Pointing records
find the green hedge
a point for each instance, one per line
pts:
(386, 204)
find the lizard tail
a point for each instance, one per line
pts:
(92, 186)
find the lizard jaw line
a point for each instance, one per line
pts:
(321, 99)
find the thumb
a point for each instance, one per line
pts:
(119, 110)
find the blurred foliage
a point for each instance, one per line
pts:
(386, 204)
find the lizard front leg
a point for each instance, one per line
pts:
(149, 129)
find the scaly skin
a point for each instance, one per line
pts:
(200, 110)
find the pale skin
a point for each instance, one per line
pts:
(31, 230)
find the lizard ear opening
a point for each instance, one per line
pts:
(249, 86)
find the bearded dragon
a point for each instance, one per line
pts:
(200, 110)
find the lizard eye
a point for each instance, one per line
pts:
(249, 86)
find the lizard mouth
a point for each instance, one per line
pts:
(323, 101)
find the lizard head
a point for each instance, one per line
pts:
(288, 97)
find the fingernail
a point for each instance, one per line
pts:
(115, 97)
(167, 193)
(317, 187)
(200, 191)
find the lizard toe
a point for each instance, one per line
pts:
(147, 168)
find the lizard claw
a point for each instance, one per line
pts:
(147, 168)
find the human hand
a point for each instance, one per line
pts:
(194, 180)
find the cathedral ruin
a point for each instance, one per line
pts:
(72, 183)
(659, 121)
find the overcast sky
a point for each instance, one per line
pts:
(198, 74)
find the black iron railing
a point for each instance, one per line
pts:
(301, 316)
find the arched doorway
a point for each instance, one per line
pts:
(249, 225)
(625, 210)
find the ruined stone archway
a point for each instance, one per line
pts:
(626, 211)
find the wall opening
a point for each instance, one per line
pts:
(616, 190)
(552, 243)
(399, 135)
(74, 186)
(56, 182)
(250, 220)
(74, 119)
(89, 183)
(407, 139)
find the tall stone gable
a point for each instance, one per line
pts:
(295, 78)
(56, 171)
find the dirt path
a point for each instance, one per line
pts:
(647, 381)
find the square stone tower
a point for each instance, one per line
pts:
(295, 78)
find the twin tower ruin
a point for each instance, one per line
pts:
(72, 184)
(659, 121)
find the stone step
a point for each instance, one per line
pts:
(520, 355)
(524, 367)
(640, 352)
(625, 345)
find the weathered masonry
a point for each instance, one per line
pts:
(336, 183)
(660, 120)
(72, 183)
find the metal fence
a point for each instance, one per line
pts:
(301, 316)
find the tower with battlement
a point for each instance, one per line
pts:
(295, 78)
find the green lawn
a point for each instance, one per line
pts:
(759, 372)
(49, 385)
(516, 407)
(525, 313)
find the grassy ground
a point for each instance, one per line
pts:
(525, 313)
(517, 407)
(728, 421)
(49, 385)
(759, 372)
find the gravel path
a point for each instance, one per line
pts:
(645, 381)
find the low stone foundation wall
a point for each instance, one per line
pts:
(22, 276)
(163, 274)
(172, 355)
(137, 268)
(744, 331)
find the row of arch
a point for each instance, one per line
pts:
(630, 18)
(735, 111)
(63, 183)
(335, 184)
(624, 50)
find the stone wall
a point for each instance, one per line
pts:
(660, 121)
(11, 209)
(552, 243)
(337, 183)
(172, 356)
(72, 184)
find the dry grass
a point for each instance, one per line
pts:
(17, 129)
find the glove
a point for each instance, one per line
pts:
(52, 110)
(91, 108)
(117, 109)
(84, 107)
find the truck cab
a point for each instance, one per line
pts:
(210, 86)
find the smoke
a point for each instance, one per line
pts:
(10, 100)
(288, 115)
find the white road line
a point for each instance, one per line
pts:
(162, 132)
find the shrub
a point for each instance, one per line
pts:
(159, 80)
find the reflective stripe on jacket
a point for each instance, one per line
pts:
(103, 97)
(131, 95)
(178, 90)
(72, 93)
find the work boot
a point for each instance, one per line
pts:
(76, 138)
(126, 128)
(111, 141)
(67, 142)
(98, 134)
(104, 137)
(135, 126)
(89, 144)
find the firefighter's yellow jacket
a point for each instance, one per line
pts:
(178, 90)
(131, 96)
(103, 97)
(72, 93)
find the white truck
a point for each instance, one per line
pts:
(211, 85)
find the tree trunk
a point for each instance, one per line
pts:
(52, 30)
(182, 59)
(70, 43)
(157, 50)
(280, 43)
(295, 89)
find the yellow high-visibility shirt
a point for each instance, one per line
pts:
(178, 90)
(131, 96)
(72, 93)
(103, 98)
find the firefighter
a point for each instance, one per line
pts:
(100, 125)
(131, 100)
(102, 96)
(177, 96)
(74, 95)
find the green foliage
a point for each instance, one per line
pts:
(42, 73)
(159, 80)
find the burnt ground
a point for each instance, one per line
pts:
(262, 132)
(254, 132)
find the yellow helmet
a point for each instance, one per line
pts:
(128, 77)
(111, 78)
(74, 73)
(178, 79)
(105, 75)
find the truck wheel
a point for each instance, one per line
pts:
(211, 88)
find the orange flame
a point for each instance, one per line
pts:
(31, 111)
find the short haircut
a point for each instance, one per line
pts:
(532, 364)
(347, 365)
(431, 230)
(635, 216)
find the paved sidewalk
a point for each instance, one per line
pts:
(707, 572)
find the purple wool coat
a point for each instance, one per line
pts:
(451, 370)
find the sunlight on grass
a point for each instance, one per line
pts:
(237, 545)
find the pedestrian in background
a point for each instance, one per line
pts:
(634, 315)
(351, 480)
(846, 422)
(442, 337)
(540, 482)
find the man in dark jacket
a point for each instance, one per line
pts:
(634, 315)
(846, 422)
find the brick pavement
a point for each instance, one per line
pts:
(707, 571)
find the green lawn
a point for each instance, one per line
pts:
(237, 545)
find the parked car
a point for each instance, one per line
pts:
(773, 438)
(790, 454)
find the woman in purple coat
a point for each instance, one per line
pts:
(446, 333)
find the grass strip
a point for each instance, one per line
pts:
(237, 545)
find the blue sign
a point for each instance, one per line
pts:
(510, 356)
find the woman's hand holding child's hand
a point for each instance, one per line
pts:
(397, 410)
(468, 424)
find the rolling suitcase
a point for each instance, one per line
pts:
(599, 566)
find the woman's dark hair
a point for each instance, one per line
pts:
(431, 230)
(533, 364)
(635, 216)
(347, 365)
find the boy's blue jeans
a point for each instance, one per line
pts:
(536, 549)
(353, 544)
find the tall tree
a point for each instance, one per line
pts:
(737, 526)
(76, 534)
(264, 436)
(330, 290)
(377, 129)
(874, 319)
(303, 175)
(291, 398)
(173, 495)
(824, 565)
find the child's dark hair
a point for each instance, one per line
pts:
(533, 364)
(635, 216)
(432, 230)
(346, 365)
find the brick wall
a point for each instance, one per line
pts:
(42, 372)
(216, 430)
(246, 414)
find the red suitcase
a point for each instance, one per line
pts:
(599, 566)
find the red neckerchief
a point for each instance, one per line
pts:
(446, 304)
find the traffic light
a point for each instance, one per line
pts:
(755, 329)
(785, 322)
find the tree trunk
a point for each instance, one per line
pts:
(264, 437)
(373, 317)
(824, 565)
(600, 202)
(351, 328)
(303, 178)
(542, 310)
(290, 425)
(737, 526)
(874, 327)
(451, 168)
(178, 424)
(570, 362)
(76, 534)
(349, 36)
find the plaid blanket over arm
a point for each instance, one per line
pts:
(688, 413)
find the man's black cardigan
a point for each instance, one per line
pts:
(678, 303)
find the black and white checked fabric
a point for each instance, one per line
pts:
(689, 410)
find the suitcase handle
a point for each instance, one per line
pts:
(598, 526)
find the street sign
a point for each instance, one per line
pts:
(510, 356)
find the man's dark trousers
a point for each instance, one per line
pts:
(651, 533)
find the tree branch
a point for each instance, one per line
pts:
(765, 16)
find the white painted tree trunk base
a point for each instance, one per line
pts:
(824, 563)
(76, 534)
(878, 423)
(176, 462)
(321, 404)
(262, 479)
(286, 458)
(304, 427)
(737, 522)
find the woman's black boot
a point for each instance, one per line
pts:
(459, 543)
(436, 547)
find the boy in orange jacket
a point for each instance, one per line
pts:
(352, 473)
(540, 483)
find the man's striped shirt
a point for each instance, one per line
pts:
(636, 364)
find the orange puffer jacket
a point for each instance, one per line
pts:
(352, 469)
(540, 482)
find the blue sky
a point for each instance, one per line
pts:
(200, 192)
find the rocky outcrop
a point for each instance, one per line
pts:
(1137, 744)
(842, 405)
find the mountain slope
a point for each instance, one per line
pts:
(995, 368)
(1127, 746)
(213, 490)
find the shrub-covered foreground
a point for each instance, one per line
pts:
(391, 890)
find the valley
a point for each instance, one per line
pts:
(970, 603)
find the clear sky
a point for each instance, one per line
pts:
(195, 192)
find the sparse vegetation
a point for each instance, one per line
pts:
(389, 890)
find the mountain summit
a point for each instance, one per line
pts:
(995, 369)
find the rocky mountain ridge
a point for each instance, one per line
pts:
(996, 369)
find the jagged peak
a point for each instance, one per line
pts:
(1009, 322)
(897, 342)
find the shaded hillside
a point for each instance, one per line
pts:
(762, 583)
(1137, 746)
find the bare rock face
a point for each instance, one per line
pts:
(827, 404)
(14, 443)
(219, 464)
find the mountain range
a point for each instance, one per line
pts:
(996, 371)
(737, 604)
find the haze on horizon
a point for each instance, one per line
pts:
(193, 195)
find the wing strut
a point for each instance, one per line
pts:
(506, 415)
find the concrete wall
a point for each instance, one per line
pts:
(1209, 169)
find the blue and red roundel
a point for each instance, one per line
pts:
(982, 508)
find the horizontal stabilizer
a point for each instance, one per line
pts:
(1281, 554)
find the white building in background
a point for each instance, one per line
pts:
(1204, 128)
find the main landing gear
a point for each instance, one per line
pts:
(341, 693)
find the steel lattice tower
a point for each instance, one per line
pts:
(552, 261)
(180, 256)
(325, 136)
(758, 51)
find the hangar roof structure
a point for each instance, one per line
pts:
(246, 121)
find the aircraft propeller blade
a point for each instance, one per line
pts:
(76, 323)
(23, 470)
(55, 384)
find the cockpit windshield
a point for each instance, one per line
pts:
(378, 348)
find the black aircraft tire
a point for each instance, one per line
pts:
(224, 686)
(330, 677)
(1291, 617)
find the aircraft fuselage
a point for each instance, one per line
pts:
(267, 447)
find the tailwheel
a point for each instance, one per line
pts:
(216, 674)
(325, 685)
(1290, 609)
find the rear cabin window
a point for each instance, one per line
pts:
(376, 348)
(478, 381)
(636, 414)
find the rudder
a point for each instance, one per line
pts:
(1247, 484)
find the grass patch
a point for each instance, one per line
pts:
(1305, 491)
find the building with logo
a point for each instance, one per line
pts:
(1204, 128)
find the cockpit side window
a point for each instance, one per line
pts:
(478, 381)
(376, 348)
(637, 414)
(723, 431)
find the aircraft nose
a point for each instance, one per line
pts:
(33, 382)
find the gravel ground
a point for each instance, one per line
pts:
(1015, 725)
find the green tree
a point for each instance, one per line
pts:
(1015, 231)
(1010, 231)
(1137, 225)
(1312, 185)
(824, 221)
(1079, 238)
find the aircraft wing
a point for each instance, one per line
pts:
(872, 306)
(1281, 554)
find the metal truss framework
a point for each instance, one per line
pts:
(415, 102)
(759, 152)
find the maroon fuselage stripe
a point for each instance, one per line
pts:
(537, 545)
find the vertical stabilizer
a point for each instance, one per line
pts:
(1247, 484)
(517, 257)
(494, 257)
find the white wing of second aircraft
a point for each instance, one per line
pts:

Aim of the task:
Find the line containing "find the steel lattice tower", then output it and every line after it to the end of the data, exactly.

Response to this exercise:
find the steel lattice tower
a point for each instance, one per line
pts:
(552, 261)
(180, 256)
(325, 136)
(758, 51)
find the hangar roof structure
a point for each instance, one per line
pts:
(246, 121)
find the aircraft propeller blade
a point for each instance, one per line
pts:
(76, 323)
(23, 470)
(55, 384)
find the cockpit windshield
a point for each instance, one per line
pts:
(378, 348)
find the black aircraft tire
a point for each instance, one per line
pts:
(224, 686)
(330, 677)
(1291, 617)
find the aircraft fuselage
a point for each instance, one per line
pts:
(267, 447)
find the tailwheel
a point for each instance, one per line
pts:
(216, 674)
(325, 685)
(1290, 609)
find the rear cabin window
a point for each instance, one per line
pts:
(376, 348)
(478, 381)
(636, 414)
find the rudder
a point for each instance, one per line
pts:
(1247, 484)
find the grass patch
a point for each instance, one per line
pts:
(1305, 491)
find the building with logo
a point for each instance, one per line
pts:
(1204, 128)
find the cockpit side window
a point for each instance, one per line
pts:
(478, 381)
(376, 348)
(637, 414)
(723, 431)
find the aircraft nose
a point for each instance, one per line
pts:
(33, 382)
find the gravel ground
a point for each instance, one per line
pts:
(1015, 725)
find the green tree
a point for each instance, one per line
pts:
(1015, 231)
(1010, 231)
(1137, 225)
(1312, 185)
(824, 221)
(1079, 238)
find the aircraft wing
a point for each instance, one per line
pts:
(872, 306)
(1281, 554)
find the metal truss framework
a point for each instance, one per line
pts:
(415, 102)
(759, 152)
find the maroon fuselage stripe
a point for each instance, one per line
pts:
(537, 545)
find the vertical stabilizer
a point for each instance, one per line
pts:
(1247, 484)
(517, 257)
(494, 257)
find the white wing of second aircraft
a point for each instance, one per line
pts:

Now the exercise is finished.